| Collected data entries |

>>>

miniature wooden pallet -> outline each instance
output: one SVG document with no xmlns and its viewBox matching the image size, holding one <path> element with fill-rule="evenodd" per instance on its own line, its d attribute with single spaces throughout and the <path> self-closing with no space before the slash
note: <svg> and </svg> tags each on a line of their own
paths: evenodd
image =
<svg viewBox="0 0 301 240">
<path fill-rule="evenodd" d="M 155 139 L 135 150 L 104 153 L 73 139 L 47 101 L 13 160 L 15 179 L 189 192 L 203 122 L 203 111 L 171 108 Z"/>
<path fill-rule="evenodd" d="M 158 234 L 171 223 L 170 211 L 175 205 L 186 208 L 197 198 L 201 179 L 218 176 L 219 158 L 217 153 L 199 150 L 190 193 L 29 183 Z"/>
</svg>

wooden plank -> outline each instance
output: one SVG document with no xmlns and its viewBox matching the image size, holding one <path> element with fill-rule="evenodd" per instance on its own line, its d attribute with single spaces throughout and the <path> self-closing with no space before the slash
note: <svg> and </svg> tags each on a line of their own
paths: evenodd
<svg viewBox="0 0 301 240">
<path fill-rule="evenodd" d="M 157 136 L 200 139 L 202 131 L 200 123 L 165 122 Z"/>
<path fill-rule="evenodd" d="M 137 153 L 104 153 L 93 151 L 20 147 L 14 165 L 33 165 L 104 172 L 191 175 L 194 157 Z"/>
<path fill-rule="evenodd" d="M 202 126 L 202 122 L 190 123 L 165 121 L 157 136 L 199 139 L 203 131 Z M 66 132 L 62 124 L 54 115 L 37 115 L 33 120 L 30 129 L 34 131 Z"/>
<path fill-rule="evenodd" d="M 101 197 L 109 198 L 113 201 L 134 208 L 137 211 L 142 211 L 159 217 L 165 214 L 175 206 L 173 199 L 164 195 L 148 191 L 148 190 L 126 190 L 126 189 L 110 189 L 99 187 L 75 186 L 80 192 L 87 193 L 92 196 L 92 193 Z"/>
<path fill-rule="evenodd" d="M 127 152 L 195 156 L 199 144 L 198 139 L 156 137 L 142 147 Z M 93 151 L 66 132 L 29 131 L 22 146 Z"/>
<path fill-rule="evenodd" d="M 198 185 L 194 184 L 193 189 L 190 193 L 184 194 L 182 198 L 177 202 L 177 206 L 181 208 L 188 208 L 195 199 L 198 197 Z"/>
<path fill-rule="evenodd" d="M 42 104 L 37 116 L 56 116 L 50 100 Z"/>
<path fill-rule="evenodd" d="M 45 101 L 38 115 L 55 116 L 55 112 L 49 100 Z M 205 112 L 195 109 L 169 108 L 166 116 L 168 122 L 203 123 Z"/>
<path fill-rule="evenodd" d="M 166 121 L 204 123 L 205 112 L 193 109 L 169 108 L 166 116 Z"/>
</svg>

<<<

| What is being asked |
Return the records in full. Omit nothing.

| The completed task |
miniature wooden pallet -> outline each instance
output: one SVG document with no xmlns and its viewBox matching the image size, holding one <path> element with fill-rule="evenodd" per instance on its own line, its d attribute with single spaces throughout and the <path> self-closing with no space before the slash
note: <svg> and </svg> tags each on a line of their own
paths: evenodd
image =
<svg viewBox="0 0 301 240">
<path fill-rule="evenodd" d="M 155 139 L 135 150 L 104 153 L 73 139 L 47 101 L 13 160 L 15 179 L 189 192 L 203 122 L 203 111 L 171 108 Z"/>
<path fill-rule="evenodd" d="M 158 234 L 171 223 L 170 211 L 175 205 L 186 208 L 197 198 L 201 179 L 218 176 L 219 158 L 217 153 L 199 150 L 190 193 L 29 183 Z"/>
</svg>

wooden plank -> outline each instance
output: one SVG document with no xmlns and its viewBox matching the image size, holding one <path> element with fill-rule="evenodd" per instance on its own line, its d attribute with single spaces throughout and the <path> self-closing with no space before the slash
note: <svg> and </svg> tags each on a line of their own
paths: evenodd
<svg viewBox="0 0 301 240">
<path fill-rule="evenodd" d="M 157 136 L 200 139 L 202 131 L 200 123 L 165 122 Z"/>
<path fill-rule="evenodd" d="M 137 153 L 104 153 L 93 151 L 20 147 L 14 165 L 33 165 L 104 172 L 191 175 L 194 157 Z"/>
<path fill-rule="evenodd" d="M 202 126 L 202 122 L 190 123 L 165 121 L 157 136 L 199 139 L 203 131 Z M 66 132 L 62 124 L 54 115 L 37 115 L 33 120 L 30 129 L 34 131 Z"/>
<path fill-rule="evenodd" d="M 101 197 L 109 198 L 113 201 L 134 208 L 137 211 L 142 211 L 159 217 L 165 214 L 175 206 L 173 199 L 164 195 L 148 191 L 148 190 L 126 190 L 126 189 L 110 189 L 99 187 L 75 186 L 80 192 L 87 193 L 92 196 L 92 193 Z"/>
<path fill-rule="evenodd" d="M 127 152 L 195 156 L 199 144 L 198 139 L 156 137 L 142 147 Z M 93 151 L 66 132 L 29 131 L 22 146 Z"/>
<path fill-rule="evenodd" d="M 198 185 L 194 184 L 193 189 L 190 193 L 184 194 L 182 198 L 177 202 L 177 206 L 181 208 L 188 208 L 195 199 L 198 197 Z"/>
<path fill-rule="evenodd" d="M 42 104 L 37 116 L 56 116 L 50 100 Z"/>
<path fill-rule="evenodd" d="M 45 101 L 38 115 L 55 116 L 55 112 L 49 100 Z M 205 112 L 195 109 L 169 108 L 166 116 L 168 122 L 203 123 Z"/>
<path fill-rule="evenodd" d="M 166 121 L 204 123 L 205 112 L 193 109 L 169 108 L 166 116 Z"/>
</svg>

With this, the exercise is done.